### Records provided
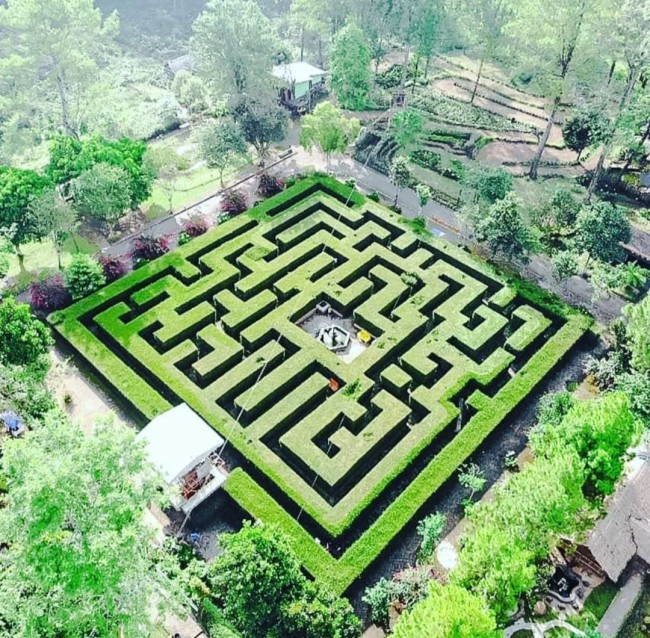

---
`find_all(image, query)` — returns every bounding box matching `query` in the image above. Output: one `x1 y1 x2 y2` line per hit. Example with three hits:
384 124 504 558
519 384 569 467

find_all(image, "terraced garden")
50 176 591 593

### The problem
Before you return the listing, strip out its pictures; all else must match exactly.

### Exercise answer
---
`find_all(image, query)` — returns every bounding box matching `query` in the image above. Output: one `x1 y1 x2 y2` line per hit. Example with three hits:
384 124 504 558
519 384 569 467

find_all(image, "terraced garden")
50 176 591 593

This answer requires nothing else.